-------- PROVIDED PASSAGE --------
Shrewsbury Town boss Paul Hurst has a stark warning for any over confidence about winning the EFL Trophy against Lincoln City at Wembley on Sunday.
With the Town second in League One, 28 places above the Imps in the English pyramid, bookmakers not surprisingly make Hurst's side odds-on favourites.
But Hurst says: "I don't think we're as clear favourites as people think, just because we're higher up in the league.
"Player wise and budget wise, there's not much between the teams, trust me."
He added: "They've got quite a few players who could be plying their trade in League One if they wanted too."
'Any trophy is special'
Hurst has done a fantastic job since he first pitched up in Shropshire in October 2016.
To get even close to matching Shrewsbury's achievement of winning promotion to the second tier of English football in 1979 is an astounding effort, on such a tight budget.
Yet, although they no longer lead the table having done so for half a season, they are still fighting in second place with just six games left, having all but sealed a play-off place.
--------
** TASKS **
A. Could you print everything in the Shrewsbury Town article from "Shrewsbury Town boss" down to "in October 2016."?
B. Would you proceed with the Shrewsbury Town article, picking up right after its final sentence?
-------- GIVEN DATA --------
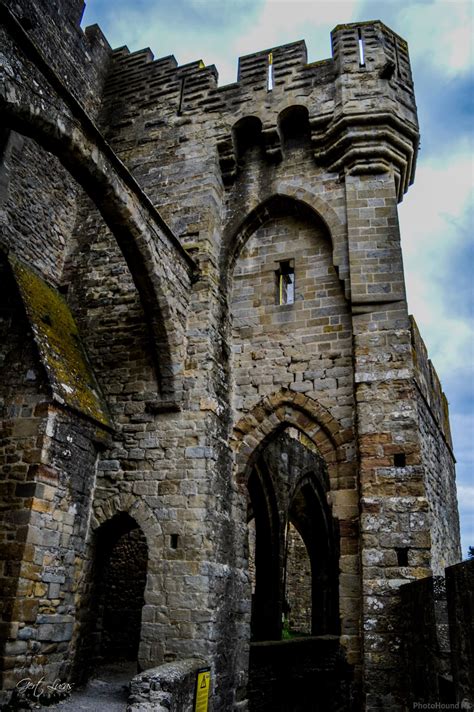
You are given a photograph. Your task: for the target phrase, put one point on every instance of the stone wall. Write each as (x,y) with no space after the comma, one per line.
--------
** ANSWERS PROVIDED **
A.
Shrewsbury Town boss Paul Hurst has a stark warning for any over confidence about winning the EFL Trophy against Lincoln City at Wembley on Sunday.
With the Town second in League One, 28 places above the Imps in the English pyramid, bookmakers not surprisingly make Hurst's side odds-on favourites.
But Hurst says: "I don't think we're as clear favourites as people think, just because we're higher up in the league.
"Player wise and budget wise, there's not much between the teams, trust me."
He added: "They've got quite a few players who could be plying their trade in League One if they wanted too."
'Any trophy is special'
Hurst has done a fantastic job since he first pitched up in Shropshire in October 2016.

B.
Now, just like his opposite number, the equally highly-rated Danny Cowley, Hurst would like to turn all that potential into something tangible by winning something - whether that is at Wembley on Sunday or in the form of promotion.
"Any chance you have to win a trophy is a special occasion," the 43-year-old told BBC Shropshire.
"And this season's got to be right up there in terms of anything I have experienced previously, given the turnaround we've had, the expectation levels and the reality of where we ought to be, but aren't.
"It's difficult to compare winning promotion back into the league with Grimsby (in 2016) after all the hard work and heartache we went through. And I still see this as being in the infancy of my time here. But, with this good group of players it would be special."
Cowley's feelgood factor
For all his ambition, Hurst, who has won at Wembley both as player and boss, knows just how tough opponents Lincoln will be.
Promoted back to the Football League under Cowley just a year after Hurst had taken the same journey with Grimsby via the play-offs, the Shrewsbury boss can see what strides have been taken at Sincil Bank.
"We had some fierce local derbies, while I was at Grimsby," he said. "But, when it came to going back up, they always seemed to fade away.
"Then Danny Cowley went there and, in their first season, they got promoted and had that fantastic FA Cup run.
"They've really capitalised on that, they've invested in the squad used the money wisely and kept that feelgood factor. The club is clearly in a really good place and challenging. They're looking a good bet for the play-offs and another promotion."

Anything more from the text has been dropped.